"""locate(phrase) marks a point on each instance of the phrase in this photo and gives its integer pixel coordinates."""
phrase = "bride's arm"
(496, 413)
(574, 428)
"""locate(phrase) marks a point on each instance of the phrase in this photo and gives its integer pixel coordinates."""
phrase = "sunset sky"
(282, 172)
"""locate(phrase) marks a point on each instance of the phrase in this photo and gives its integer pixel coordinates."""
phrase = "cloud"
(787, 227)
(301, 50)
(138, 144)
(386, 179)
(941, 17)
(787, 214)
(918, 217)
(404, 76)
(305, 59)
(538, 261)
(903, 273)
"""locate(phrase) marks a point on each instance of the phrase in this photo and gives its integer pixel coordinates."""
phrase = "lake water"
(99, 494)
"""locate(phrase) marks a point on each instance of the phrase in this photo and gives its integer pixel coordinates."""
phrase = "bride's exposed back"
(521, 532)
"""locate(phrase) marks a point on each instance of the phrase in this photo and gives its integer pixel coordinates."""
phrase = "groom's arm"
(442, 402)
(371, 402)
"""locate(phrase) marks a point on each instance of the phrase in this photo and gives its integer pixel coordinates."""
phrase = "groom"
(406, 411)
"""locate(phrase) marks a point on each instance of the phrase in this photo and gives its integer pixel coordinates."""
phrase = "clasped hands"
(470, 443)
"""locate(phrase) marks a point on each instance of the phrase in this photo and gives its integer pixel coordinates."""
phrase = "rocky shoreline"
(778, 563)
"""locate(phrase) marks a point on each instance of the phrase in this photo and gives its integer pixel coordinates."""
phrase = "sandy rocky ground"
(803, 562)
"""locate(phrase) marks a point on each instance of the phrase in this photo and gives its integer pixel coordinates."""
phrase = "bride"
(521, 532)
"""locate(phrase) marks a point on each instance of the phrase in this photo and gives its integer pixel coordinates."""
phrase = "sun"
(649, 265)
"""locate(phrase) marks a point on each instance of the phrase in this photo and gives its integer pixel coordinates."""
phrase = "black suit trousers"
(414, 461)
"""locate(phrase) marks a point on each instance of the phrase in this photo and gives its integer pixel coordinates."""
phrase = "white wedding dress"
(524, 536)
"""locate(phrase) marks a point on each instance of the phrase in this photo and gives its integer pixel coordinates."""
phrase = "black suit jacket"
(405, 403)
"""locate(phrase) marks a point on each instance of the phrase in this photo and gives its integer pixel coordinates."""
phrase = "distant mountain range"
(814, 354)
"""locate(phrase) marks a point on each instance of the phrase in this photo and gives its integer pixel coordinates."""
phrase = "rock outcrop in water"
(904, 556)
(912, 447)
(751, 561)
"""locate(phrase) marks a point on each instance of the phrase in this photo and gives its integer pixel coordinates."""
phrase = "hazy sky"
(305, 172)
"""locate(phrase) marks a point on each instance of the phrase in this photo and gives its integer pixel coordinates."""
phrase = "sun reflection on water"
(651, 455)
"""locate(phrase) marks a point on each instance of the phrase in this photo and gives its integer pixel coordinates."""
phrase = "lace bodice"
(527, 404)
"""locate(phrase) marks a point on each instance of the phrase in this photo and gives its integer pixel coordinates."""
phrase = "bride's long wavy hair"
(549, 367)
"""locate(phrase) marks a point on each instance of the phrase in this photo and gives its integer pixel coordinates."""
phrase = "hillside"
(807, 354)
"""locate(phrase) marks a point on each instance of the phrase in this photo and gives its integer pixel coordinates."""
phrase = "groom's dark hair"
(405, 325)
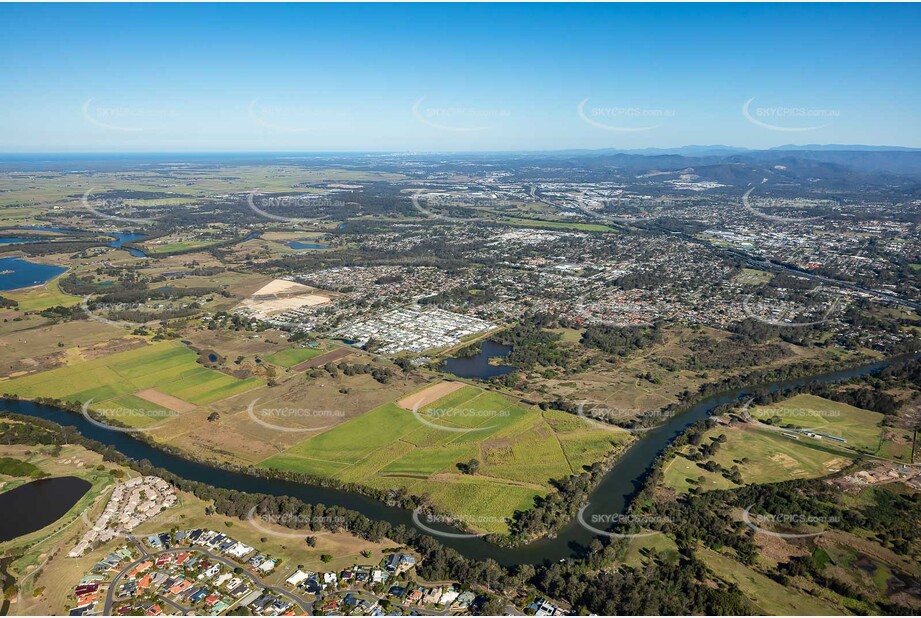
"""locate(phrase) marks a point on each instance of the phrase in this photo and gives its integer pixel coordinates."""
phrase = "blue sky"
(129, 78)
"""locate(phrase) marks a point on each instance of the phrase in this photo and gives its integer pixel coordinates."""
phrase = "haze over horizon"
(455, 78)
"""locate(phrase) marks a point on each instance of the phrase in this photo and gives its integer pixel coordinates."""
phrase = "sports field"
(519, 450)
(770, 454)
(112, 381)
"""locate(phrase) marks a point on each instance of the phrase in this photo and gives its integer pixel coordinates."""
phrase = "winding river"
(610, 498)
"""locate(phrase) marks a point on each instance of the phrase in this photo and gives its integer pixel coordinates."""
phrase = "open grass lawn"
(768, 596)
(861, 428)
(519, 449)
(763, 456)
(769, 455)
(169, 367)
(181, 245)
(292, 356)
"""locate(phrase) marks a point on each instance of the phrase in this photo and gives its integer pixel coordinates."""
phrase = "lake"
(479, 366)
(125, 237)
(33, 506)
(612, 495)
(23, 273)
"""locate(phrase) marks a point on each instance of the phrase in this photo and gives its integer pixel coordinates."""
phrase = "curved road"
(306, 607)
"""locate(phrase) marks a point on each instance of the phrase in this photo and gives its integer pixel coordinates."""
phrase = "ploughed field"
(519, 450)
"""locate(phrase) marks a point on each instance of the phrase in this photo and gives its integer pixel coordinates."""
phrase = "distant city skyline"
(456, 78)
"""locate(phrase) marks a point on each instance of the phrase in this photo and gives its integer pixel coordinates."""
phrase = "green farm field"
(519, 449)
(766, 454)
(111, 381)
(292, 356)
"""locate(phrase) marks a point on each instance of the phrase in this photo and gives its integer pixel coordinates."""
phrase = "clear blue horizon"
(139, 78)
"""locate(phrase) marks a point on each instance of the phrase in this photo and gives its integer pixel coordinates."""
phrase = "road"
(306, 607)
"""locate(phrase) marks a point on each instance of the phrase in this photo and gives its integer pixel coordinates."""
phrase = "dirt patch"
(322, 359)
(167, 401)
(429, 395)
(112, 347)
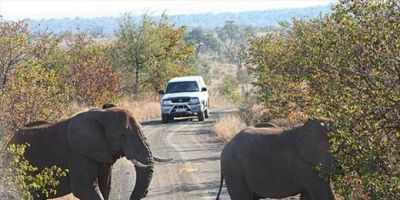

★ ★ ★

* _Exercise description_
List every line above that contains the word "distant".

* _Problem solution_
phrase = "distant mountain range"
phrase = "distant city skyline"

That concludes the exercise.